◆ EXTRAIT FOURNI:
L'expédition africaine que prépare le personnage de Daniel Gélin a
notamment bien eu lieu, menée par Jacques Dupont, étudiant de l'IDHEC
qui se rendit en Afrique avec quelques camarades de promotion pour en
ramener trois films documentaire : Voyage au pays des pygmées, Danses congolaises et Pirogues sur l'Ogooué.
Francis Mazière en charge de la décoration du film fit d'ailleurs
partie de l'expédition. Ces prémisses perpétuent la légende sur la
méticulosité et l'approche réaliste de Jacques Becker mais on peut y
voir une dimension plus personnelle pour le réalisateur se reconnaissant
dans cette jeunesse. Il fut en effet sauvé par la rencontre et l'amitié
qu'il noua avec Jean Renoir qui en fit son assistant mais tout comme le
personnage de Daniel Gélin, il fut poussé par son père à intégrer son
entreprise - dont il démissionnera en douce - alors qu'il ne rêvait que
de cinéma.

◆ À FAIRE: Rédigez la suite de l'extrait ci-dessus sur le film de Jacques Becker, en commençant après sa dernière phrase.

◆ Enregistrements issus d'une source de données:
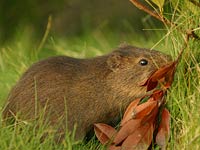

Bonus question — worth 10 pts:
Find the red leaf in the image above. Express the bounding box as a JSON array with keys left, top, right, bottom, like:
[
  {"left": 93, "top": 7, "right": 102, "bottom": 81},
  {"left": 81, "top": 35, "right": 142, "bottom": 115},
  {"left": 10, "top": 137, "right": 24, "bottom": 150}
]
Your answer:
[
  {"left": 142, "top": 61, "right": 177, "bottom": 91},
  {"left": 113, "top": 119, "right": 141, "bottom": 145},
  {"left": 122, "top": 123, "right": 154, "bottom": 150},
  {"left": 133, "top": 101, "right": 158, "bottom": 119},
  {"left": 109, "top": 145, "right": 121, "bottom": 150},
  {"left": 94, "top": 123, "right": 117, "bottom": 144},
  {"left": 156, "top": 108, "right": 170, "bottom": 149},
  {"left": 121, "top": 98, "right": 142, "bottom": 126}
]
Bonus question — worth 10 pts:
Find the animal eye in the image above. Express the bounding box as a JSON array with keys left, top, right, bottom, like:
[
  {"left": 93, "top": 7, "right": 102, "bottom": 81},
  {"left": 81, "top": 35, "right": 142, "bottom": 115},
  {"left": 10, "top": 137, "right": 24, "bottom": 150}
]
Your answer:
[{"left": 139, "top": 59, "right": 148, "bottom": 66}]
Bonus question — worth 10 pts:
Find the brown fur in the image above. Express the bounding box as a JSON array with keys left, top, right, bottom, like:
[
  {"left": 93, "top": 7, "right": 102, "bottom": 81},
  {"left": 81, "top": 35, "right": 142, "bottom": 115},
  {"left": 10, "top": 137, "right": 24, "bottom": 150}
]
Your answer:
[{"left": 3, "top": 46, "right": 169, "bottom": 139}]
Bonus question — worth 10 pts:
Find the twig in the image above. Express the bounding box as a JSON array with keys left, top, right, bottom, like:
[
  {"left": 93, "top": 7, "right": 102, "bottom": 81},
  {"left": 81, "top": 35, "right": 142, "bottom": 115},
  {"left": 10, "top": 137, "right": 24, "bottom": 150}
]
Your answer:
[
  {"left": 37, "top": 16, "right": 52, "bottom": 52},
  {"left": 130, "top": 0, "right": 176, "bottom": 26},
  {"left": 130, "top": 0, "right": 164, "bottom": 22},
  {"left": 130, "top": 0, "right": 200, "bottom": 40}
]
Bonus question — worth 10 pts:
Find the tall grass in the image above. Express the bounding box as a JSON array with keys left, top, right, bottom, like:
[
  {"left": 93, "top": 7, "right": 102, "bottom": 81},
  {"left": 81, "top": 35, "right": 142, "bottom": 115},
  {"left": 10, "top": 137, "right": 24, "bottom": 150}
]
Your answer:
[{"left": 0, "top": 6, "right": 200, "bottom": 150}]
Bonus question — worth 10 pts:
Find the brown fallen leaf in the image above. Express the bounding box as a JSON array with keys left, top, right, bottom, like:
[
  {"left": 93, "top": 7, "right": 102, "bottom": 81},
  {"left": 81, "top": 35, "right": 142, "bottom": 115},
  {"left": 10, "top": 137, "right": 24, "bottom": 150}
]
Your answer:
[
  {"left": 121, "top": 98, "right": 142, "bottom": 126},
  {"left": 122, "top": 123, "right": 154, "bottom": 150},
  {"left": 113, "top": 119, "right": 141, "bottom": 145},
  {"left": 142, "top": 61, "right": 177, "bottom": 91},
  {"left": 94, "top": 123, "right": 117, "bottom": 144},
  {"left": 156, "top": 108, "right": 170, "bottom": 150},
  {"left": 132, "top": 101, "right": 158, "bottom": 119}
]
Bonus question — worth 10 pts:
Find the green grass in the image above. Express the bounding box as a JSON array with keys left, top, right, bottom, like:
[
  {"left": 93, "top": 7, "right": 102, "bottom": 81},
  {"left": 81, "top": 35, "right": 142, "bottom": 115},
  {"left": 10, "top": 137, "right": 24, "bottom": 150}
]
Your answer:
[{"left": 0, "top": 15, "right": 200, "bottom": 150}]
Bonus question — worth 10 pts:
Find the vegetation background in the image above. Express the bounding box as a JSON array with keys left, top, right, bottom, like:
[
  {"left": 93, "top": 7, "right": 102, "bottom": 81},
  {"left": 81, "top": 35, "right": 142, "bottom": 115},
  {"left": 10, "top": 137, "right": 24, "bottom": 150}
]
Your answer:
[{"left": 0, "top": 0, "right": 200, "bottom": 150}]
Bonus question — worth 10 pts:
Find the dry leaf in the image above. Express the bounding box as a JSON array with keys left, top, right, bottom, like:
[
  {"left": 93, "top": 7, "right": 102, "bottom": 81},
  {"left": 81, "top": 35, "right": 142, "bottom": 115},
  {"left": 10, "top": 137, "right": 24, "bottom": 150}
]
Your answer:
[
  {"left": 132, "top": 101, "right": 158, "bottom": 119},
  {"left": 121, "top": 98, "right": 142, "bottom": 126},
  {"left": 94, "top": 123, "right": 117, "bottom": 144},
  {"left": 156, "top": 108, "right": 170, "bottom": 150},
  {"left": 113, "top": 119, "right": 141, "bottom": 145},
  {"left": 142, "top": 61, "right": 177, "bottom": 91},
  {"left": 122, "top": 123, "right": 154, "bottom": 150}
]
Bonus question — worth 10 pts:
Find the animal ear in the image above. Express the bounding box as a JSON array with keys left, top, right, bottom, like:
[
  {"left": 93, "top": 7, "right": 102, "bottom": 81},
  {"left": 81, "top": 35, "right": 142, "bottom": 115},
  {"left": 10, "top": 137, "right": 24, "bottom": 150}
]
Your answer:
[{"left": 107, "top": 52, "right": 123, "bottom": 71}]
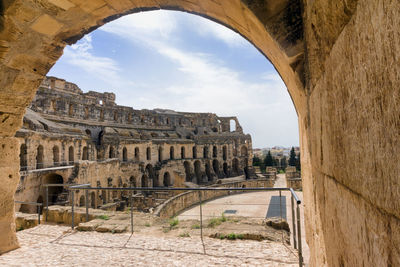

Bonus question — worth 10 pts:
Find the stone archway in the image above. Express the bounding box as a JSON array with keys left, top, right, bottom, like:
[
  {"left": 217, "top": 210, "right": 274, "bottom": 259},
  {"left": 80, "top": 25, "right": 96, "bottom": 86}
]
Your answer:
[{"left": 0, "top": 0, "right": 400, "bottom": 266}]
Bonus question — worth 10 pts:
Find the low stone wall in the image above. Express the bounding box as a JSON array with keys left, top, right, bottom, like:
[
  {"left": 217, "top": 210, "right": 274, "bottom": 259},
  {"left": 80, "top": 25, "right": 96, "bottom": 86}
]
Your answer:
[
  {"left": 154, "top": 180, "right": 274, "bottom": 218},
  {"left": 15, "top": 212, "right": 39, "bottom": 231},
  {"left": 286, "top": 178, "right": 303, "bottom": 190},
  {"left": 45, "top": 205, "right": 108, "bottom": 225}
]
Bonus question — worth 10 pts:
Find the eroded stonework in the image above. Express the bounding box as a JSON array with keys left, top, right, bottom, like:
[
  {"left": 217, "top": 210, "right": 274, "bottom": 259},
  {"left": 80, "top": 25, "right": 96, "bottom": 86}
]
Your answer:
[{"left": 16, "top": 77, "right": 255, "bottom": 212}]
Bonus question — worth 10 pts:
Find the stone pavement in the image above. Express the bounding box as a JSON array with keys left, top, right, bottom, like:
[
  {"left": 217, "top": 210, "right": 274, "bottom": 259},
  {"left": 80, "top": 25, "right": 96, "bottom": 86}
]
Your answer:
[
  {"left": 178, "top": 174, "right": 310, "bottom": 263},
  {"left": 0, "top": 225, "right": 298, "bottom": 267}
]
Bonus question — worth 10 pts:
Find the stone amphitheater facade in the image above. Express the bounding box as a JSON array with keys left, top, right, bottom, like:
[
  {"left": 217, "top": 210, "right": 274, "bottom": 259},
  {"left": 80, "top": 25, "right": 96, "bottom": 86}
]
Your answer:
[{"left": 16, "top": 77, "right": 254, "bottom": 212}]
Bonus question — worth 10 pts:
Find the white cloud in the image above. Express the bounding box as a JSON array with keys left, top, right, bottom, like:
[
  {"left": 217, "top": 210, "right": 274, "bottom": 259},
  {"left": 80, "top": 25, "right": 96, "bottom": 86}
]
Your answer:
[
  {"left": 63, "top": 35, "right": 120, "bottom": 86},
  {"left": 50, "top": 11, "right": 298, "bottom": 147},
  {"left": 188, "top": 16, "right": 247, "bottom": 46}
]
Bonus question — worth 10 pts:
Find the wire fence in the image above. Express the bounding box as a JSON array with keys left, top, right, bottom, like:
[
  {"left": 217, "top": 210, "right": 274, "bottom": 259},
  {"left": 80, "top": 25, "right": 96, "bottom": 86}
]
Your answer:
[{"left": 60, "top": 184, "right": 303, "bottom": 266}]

...

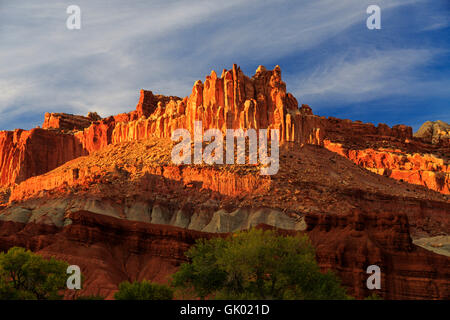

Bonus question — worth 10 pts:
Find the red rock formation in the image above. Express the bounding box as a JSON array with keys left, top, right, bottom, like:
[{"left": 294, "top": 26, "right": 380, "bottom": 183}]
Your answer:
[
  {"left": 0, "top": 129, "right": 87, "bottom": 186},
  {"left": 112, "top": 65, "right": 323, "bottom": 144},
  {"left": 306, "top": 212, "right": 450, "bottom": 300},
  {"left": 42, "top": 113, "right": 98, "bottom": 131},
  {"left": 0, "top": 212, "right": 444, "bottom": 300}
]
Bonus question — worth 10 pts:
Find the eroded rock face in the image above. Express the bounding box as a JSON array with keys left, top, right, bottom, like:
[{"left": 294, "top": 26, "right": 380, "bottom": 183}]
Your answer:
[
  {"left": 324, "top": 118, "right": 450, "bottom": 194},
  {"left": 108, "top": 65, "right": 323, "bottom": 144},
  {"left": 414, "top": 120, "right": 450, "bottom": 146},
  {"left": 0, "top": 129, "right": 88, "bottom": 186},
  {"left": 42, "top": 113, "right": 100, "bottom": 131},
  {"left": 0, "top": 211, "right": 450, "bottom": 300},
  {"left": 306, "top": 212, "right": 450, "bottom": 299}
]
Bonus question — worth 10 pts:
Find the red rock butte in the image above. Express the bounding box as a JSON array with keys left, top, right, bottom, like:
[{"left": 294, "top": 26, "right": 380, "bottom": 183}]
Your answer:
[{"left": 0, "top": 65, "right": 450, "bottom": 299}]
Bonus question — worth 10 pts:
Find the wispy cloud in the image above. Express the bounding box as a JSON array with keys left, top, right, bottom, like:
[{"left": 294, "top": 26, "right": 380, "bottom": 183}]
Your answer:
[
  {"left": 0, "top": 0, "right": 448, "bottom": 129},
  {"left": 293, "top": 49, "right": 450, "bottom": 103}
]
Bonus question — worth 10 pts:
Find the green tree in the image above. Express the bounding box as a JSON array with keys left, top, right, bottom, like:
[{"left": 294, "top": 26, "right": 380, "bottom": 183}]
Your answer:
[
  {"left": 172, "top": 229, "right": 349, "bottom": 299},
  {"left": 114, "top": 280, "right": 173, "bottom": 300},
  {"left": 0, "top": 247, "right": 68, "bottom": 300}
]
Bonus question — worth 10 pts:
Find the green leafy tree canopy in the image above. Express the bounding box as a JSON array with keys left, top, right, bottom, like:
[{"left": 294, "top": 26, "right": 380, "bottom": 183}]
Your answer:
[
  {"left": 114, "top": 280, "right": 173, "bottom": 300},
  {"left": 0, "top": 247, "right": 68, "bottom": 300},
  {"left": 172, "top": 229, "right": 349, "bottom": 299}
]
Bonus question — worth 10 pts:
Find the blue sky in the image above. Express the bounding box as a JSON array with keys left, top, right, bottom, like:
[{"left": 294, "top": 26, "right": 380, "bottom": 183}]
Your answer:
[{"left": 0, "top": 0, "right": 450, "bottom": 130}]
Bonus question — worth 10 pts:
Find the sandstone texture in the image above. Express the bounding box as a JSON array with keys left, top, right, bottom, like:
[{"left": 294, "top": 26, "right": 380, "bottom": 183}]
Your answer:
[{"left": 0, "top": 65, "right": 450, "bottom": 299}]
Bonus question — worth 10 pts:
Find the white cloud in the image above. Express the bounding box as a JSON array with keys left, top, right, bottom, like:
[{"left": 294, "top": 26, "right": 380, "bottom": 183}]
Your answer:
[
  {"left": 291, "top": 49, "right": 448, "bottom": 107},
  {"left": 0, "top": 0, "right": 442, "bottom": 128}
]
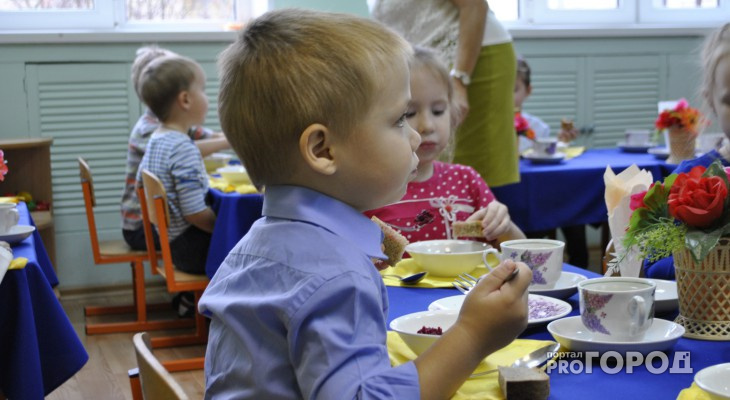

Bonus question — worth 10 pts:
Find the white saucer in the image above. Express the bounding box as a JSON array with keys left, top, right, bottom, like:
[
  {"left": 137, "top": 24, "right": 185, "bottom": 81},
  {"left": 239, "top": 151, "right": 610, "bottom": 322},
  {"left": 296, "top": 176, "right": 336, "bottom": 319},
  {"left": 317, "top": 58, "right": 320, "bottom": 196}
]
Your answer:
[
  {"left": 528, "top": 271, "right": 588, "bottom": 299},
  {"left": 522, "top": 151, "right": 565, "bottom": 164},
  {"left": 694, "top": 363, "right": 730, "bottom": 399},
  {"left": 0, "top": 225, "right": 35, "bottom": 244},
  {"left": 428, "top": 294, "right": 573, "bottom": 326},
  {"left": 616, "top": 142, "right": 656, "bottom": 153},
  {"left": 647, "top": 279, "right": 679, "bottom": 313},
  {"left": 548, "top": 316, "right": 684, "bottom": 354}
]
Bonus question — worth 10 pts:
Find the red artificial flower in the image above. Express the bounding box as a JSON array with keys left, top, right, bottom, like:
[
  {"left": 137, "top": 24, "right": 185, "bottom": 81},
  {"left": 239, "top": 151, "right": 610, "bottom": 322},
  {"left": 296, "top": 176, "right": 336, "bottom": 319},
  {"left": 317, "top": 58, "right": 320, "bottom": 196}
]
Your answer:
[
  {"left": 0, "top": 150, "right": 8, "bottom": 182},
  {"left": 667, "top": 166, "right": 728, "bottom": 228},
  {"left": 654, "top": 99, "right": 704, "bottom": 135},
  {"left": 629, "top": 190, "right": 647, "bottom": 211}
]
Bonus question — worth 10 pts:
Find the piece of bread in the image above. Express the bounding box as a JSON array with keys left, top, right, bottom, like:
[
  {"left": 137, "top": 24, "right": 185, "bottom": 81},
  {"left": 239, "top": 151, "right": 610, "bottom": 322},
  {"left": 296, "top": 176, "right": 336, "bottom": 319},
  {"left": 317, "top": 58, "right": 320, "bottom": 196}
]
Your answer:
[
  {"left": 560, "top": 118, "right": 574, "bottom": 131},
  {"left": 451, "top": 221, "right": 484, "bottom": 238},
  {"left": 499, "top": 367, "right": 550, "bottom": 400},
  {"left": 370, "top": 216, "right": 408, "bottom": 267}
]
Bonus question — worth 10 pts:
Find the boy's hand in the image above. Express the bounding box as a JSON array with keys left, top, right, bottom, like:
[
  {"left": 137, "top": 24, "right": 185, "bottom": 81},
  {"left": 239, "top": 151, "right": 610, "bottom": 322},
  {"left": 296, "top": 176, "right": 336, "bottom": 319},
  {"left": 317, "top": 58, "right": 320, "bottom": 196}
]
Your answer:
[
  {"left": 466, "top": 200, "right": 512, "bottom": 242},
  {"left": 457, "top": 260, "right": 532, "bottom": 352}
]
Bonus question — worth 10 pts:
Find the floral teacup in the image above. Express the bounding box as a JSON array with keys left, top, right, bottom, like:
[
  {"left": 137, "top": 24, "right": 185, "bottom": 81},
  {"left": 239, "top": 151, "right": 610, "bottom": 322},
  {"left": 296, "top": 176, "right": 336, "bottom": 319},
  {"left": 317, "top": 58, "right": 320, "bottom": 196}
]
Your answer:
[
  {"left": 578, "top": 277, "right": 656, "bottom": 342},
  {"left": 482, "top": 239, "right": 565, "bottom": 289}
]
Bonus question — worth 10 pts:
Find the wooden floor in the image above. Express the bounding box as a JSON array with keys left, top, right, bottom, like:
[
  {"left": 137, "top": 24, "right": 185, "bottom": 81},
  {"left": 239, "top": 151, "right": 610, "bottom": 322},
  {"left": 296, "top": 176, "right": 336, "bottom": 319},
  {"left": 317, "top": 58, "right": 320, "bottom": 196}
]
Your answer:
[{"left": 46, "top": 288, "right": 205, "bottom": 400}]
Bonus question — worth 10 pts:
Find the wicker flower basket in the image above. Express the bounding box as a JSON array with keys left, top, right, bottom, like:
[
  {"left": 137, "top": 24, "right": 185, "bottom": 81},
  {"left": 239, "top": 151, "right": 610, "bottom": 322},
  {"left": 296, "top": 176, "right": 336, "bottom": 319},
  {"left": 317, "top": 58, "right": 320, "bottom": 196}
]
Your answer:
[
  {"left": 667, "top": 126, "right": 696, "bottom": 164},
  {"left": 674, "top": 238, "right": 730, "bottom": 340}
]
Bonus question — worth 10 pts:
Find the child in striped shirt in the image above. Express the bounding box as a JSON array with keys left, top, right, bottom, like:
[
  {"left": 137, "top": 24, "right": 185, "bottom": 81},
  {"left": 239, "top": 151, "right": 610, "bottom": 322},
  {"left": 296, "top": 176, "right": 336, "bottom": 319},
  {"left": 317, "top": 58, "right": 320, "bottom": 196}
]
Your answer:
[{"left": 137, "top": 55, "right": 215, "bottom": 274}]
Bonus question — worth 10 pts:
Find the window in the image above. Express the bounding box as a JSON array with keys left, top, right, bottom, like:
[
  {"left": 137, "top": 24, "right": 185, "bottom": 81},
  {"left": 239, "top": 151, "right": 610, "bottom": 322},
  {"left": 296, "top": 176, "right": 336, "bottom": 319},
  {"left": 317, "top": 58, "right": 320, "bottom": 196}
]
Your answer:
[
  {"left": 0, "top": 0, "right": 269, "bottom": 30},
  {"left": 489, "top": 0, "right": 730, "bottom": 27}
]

◆ RÉSULTAT:
Rendez-vous de juillet capture avec fougue
les aspirations d'un groupe de jeunes gens au rythme des ambitions,
marivaudages et ambiances de jazz festive. Comme dans Antoine et Antoinette,
le développement dramatique naît de la chronique plus que de réelles
péripéties. Jacques Becker par la fluidité de sa narration rend presque
naturelle et imperceptible la vraie rigueur de rythme, caractérisation
et richesse thématique qui se déploie dans cette euphorie communicative.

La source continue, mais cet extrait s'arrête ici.